◆ DIRECTIVE
Lay out each line of the records below as a JSON list of strings, one string per line, with blank lines omitted.
Start of RECORDS FOR THIS TASK
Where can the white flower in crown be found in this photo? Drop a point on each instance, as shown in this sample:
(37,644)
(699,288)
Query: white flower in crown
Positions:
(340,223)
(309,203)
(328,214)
End of RECORDS FOR THIS TASK
◆ EXERCISE RESULT
[
  "Where can the white flower in crown be found in this photo? Drop a point on each instance, as shown in this sample:",
  "(37,644)",
  "(699,288)",
  "Query: white flower in crown",
  "Positions:",
  "(340,223)",
  "(309,203)",
  "(328,214)"
]